### Document segment ###

Laura Mulvey’s Top 10

Laura Mulvey’s Top10

Film theorist Laura Mulvey, who introduced the world to the concept of the “male gaze,” is one of cinema’s most influential thinkers. She is a professor of film and media studies at the University of London’s Birkbeck College and is director of the Birkbeck Institute for the Moving Image. Her writings on cinema have taken on topics from Citizen Kane to home-video viewing. Of the difficulty of compiling her Criterion Top 10, she says, “I’ve tried to keep to ten, but sometimes the list refused and cheated with asides mentioning other Criterion films.”

Jan 29, 2016
  • 1

    Michael Powell and Emeric Pressburger

    The Red Shoes

    Because I lived in the country during the war, I saw films for the first time in London circa 1945/1946 . . . I saw Nanook of the North and The River around this time and both left distinct images in my memory. But, in common with many other girls at the time and, indeed, ever since, I would choose The Red Shoes as my first formative film.

### Given records ###

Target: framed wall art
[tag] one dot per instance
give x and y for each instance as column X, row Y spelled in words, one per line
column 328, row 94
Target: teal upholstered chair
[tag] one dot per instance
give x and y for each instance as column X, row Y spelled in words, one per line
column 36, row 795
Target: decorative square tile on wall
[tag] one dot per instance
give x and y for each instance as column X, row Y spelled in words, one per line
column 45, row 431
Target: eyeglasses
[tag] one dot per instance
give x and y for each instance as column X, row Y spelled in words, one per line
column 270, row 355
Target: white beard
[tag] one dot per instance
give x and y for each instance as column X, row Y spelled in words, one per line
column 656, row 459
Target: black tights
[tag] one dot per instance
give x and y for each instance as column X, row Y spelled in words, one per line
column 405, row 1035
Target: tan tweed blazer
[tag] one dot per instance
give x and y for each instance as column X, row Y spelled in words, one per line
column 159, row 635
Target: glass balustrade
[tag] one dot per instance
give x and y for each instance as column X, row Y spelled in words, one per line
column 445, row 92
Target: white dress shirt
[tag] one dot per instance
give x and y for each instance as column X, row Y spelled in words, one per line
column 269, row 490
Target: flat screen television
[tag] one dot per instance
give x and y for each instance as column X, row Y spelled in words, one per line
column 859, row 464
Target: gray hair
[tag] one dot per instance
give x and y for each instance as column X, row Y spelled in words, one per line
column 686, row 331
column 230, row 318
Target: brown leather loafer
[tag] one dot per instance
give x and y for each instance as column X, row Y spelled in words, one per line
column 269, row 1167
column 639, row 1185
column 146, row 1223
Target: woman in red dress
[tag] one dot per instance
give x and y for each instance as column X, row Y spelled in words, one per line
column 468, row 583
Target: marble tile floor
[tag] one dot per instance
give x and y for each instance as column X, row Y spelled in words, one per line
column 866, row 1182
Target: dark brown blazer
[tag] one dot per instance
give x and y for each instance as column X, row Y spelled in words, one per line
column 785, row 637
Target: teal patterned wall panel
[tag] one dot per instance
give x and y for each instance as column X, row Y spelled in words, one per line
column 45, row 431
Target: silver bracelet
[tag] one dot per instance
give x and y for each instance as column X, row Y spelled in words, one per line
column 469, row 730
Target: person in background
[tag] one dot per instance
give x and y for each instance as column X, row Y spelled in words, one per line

###

-- Prompt --
Write out the portion of the Laura Mulvey text starting at "Michael Powell and" and ending at "first formative film.". Work from the Laura Mulvey text alone.

-- Output for this exercise --
Michael Powell and Emeric Pressburger

    The Red Shoes

    Because I lived in the country during the war, I saw films for the first time in London circa 1945/1946 . . . I saw Nanook of the North and The River around this time and both left distinct images in my memory. But, in common with many other girls at the time and, indeed, ever since, I would choose The Red Shoes as my first formative film.